▶ PROMPT: Repeat, line for line, the entries printed below.

▶ DATA SHOWN:
■ ■ ■ ■ ■
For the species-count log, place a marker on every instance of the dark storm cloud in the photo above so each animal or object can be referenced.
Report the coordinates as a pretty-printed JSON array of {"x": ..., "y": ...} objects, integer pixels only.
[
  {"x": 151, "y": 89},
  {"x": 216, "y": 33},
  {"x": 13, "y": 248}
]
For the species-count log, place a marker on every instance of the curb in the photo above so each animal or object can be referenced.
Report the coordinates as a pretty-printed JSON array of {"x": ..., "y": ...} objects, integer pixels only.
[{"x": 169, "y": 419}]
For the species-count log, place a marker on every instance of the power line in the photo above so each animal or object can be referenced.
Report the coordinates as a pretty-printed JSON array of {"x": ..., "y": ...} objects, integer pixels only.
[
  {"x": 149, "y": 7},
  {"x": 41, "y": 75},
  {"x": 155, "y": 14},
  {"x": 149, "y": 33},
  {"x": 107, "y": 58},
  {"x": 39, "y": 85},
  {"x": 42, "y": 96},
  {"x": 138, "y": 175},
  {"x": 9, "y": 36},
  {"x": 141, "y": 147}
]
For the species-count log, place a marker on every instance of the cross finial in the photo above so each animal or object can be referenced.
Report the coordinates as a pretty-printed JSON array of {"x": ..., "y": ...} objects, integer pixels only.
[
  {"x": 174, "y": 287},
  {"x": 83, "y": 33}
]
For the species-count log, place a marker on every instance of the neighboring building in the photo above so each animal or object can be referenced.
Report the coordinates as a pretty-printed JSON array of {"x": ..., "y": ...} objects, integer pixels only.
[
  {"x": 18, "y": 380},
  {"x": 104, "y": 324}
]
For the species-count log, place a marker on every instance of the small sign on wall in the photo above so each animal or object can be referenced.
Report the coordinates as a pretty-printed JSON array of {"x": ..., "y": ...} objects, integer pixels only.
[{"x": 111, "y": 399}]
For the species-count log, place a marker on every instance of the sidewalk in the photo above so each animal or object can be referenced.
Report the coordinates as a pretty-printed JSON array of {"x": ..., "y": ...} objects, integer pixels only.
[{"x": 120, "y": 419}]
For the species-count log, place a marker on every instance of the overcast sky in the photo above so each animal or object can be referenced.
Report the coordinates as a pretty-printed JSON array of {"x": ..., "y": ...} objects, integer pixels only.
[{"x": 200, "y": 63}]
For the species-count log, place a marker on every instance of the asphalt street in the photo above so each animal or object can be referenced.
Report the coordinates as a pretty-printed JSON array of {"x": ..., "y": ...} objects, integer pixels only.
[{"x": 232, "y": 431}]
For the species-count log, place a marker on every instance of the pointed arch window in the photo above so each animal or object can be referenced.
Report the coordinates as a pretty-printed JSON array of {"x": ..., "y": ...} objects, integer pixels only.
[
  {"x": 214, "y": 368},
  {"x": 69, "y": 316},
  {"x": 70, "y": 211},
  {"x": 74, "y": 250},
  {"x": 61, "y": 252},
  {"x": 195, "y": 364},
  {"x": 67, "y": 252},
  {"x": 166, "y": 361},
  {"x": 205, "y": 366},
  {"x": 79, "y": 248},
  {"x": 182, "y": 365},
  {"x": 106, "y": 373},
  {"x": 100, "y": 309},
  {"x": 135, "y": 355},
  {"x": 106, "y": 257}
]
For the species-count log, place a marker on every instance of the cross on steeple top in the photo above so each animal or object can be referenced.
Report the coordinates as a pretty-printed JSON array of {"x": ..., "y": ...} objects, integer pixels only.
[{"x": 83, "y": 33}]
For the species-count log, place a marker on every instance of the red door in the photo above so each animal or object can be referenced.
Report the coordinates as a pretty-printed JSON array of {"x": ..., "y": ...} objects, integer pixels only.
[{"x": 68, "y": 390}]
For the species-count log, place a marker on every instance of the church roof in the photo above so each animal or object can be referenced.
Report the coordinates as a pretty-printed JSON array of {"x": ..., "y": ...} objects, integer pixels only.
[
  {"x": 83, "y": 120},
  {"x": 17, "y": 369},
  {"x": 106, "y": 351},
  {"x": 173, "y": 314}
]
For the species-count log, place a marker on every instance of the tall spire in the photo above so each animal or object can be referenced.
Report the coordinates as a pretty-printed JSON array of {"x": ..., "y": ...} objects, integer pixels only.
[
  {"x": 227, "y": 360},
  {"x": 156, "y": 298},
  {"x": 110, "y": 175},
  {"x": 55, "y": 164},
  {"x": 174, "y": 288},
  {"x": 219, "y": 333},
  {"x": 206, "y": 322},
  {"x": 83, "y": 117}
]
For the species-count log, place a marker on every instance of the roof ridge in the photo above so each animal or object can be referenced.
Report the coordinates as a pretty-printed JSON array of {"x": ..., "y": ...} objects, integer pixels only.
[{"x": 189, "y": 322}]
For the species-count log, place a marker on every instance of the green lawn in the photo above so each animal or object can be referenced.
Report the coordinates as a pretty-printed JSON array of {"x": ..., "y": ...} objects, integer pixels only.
■ ■ ■ ■ ■
▶ WRITTEN SOLUTION:
For the species-count log, place a marker on every instance of the dark storm cloud in the photo above so each animal or object can be referenced.
Report the coordinates as a pretty-printed JSON array of {"x": ..., "y": ...} objects, integer pixels only.
[
  {"x": 151, "y": 89},
  {"x": 216, "y": 33},
  {"x": 13, "y": 248}
]
For the species-count log, place a marker on every instance of the curb in the photo above so each animal or object can be referenced.
Report the coordinates as a pretty-printed JSON array of {"x": ..., "y": ...} objects, integer pixels only.
[{"x": 169, "y": 419}]
For the species-count log, place a marker on every instance of the power line in the photo above so each animal or object can be referenced.
Report the coordinates as a pretty-printed JSON array of {"x": ..., "y": ...} objects, integer pixels only.
[
  {"x": 149, "y": 7},
  {"x": 41, "y": 75},
  {"x": 155, "y": 14},
  {"x": 149, "y": 33},
  {"x": 107, "y": 58},
  {"x": 39, "y": 85},
  {"x": 42, "y": 96},
  {"x": 138, "y": 175},
  {"x": 9, "y": 36},
  {"x": 141, "y": 147}
]
For the species-count log, place a marker on every instance of the cross finial in the photo above so each animal or object can be referenced.
Report the coordinates as a pretty-printed JSON array of {"x": ..., "y": ...} objects, integer pixels only.
[
  {"x": 174, "y": 287},
  {"x": 83, "y": 33}
]
For the species-count log, place a marker on every instance of the neighboring building in the photo above so each animal or object can be referenced.
Report the coordinates as a pretty-printed JSON array of {"x": ..., "y": ...} objects, integer pixels only.
[
  {"x": 18, "y": 380},
  {"x": 104, "y": 324}
]
For the species-count log, place a marker on every instance of the small sign on wall in the photo above so each animal or object can be referenced.
Report the coordinates as a pretty-printed JSON array of {"x": ..., "y": ...} objects, integer pixels only.
[{"x": 111, "y": 399}]
For the species-count log, place a marker on every instance of the sidewalk in the photo above so each animal or object can be referenced.
Report the coordinates as a pretty-printed JSON array of {"x": ..., "y": ...} objects, integer pixels only.
[{"x": 120, "y": 419}]
For the species-count log, place a marker on every instance of the overcast sky in the photo above so each animal or object can be referenced.
Report the coordinates as a pretty-printed JSON array of {"x": ..., "y": ...} objects, integer pixels only.
[{"x": 200, "y": 63}]
For the species-count log, place a marker on every instance of the asphalt street in the photo above so each animal or object can be referenced.
Report the coordinates as a pretty-printed JSON array of {"x": ..., "y": ...} objects, integer pixels only.
[{"x": 232, "y": 431}]
For the species-count log, place a marker on every instance of the pointed arch window in the photo above so each animal or object can be referenced.
Report the coordinates as a pretty-printed JSON array of {"x": ..., "y": ...} objects, integer pixels only.
[
  {"x": 214, "y": 368},
  {"x": 69, "y": 316},
  {"x": 70, "y": 211},
  {"x": 74, "y": 250},
  {"x": 61, "y": 252},
  {"x": 195, "y": 364},
  {"x": 67, "y": 252},
  {"x": 166, "y": 361},
  {"x": 205, "y": 366},
  {"x": 79, "y": 248},
  {"x": 182, "y": 365},
  {"x": 106, "y": 373},
  {"x": 100, "y": 309},
  {"x": 135, "y": 355},
  {"x": 106, "y": 257}
]
For the species-count log, place a marker on every instance of the cross on steeple top in the photo above so each animal or object can be referenced.
Report the coordinates as a pretty-printed JSON array of {"x": ..., "y": ...} objects, integer pixels only.
[{"x": 83, "y": 33}]
For the species-count log, place a marker on every instance of the red door in the photo above so each animal or object can be referenced.
Report the coordinates as a pretty-printed JSON array of {"x": ..., "y": ...} objects, integer pixels only.
[{"x": 68, "y": 390}]
For the species-count log, place a marker on every instance of the church roof in the photo above so each animal or object can be referenced.
Report the coordinates as a pretty-printed JSON array of {"x": ..., "y": ...} objects, integer pixels only.
[
  {"x": 83, "y": 120},
  {"x": 17, "y": 369},
  {"x": 106, "y": 351},
  {"x": 173, "y": 314}
]
For the species-count log, place a marker on every instance of the tall spire in the photo above so each animal or object can be referenced.
Report the coordinates as a pretty-printed JSON array of {"x": ..., "y": ...} objects, integer pixels only.
[
  {"x": 227, "y": 360},
  {"x": 156, "y": 298},
  {"x": 110, "y": 175},
  {"x": 55, "y": 164},
  {"x": 174, "y": 288},
  {"x": 219, "y": 333},
  {"x": 206, "y": 322},
  {"x": 83, "y": 117}
]
For the species-count log, place a marker on every instance of the roof ridge in the photo above so each animal or object can be referenced.
Report the coordinates as a pretty-printed JSON array of {"x": ..., "y": ...} objects, integer pixels only.
[{"x": 189, "y": 322}]
For the species-count log, place a marker on every instance of the green lawn in the photo above so each animal or object can be referenced.
Report the coordinates as a pretty-printed JSON array of {"x": ..., "y": ...} objects, integer pixels only.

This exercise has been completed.